과제 안내: 아래 항목에서 다음 단어가 들어 있는 줄을 빠짐없이 반환하세요: "white".

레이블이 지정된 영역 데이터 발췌
━━━━━━━━━━

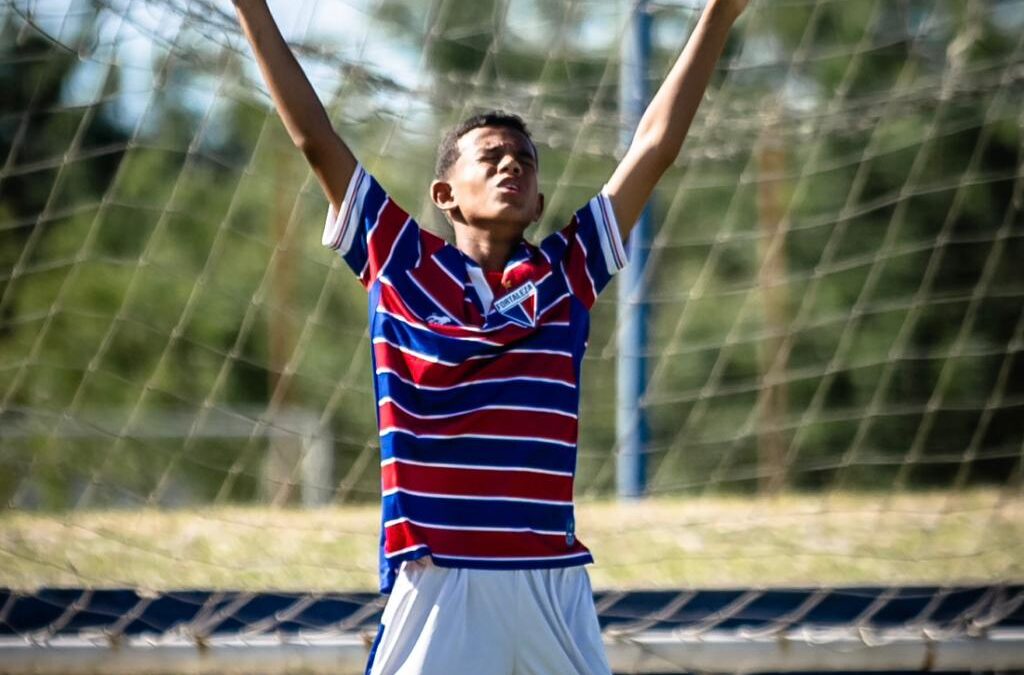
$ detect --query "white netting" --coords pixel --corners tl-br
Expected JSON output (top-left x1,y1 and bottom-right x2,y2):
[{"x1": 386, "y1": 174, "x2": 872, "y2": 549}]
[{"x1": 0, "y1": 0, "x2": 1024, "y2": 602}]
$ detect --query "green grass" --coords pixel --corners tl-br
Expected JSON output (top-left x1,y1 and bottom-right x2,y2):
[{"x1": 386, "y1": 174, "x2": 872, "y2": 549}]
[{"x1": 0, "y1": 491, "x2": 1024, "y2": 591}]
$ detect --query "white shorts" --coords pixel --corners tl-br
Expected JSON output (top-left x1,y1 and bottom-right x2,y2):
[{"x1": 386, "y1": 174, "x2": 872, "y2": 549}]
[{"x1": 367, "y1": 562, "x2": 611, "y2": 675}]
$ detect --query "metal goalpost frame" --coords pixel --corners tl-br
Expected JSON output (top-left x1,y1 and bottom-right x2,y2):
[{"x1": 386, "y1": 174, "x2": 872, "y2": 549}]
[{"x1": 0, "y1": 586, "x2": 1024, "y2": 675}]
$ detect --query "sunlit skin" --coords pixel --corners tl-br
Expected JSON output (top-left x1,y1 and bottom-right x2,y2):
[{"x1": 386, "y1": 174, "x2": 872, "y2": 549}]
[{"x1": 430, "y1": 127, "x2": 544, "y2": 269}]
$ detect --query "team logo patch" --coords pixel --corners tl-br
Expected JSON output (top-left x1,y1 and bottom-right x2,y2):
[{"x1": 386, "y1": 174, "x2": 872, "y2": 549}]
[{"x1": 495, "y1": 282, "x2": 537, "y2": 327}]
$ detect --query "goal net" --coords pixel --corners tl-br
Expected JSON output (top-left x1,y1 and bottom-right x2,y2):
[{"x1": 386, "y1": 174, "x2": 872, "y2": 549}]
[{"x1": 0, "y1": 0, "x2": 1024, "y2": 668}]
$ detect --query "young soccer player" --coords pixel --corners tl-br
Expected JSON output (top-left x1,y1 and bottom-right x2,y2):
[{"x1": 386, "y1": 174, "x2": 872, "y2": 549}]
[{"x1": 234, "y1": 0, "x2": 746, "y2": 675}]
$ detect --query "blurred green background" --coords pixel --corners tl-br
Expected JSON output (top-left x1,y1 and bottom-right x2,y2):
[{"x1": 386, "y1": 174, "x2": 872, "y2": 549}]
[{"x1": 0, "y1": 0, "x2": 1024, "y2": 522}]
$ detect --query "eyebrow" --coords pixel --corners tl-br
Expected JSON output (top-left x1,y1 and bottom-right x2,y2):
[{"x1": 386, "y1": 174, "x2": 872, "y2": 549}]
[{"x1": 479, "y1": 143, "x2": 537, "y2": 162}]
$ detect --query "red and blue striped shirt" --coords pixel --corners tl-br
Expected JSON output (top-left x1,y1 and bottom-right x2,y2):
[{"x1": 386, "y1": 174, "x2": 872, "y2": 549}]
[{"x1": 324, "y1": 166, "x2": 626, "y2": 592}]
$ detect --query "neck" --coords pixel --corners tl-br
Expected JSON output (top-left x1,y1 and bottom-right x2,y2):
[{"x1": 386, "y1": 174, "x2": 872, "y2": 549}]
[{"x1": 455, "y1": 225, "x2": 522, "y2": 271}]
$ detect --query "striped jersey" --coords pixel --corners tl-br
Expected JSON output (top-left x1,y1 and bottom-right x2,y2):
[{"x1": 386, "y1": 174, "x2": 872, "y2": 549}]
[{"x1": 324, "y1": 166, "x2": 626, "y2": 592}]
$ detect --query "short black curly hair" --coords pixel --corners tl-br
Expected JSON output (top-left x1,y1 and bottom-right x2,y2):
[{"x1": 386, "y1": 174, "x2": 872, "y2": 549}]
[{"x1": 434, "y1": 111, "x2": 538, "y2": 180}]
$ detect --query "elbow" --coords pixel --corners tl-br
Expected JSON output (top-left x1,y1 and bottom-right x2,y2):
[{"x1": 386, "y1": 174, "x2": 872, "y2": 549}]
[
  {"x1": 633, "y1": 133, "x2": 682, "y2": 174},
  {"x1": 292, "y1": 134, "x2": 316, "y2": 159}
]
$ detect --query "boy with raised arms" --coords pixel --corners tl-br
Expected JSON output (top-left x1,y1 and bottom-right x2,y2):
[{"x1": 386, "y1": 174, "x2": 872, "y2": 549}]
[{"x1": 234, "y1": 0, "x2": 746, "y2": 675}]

━━━━━━━━━━

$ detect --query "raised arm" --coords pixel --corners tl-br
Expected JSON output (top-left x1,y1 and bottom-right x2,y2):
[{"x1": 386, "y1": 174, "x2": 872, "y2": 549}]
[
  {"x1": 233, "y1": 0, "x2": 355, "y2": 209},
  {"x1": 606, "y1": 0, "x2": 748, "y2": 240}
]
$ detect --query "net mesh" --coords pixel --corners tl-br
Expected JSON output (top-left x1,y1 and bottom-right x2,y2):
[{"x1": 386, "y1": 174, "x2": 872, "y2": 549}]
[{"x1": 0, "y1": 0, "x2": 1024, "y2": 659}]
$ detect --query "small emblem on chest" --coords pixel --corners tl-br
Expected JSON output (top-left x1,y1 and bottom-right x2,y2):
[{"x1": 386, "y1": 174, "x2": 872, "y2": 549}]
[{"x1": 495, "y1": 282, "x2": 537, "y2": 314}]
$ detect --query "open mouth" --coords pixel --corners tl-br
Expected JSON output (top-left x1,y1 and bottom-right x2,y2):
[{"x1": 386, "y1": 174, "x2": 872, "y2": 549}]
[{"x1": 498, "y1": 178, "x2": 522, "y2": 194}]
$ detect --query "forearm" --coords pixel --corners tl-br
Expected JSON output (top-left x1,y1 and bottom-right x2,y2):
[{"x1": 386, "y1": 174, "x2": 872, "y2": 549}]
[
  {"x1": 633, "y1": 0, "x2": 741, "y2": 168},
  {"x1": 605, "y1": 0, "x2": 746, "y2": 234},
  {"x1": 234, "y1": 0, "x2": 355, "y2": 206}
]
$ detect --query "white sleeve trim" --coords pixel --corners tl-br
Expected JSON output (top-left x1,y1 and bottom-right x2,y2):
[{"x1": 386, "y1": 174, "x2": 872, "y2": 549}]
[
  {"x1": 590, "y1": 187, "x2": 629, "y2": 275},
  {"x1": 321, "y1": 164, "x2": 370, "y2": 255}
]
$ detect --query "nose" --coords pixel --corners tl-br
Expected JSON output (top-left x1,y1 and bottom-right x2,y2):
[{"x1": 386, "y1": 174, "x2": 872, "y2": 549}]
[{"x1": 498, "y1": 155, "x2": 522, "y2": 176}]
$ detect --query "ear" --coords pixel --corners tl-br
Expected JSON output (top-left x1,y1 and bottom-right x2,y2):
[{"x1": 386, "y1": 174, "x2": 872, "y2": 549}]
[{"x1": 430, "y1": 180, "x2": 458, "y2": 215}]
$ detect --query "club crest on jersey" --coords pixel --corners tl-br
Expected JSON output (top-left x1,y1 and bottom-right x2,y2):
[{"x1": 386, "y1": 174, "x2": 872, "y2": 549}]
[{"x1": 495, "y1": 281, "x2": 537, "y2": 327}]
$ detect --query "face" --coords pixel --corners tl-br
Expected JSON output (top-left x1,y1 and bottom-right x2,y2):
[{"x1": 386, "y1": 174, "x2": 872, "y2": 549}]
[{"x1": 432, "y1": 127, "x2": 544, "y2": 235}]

━━━━━━━━━━

응답:
$ detect --query "white netting" --coords pixel --corners tl-br
$ detect --query "white shorts" --coords pixel --corners tl-br
$ detect --query "white sleeve trim" --coords pixel --corners tl-br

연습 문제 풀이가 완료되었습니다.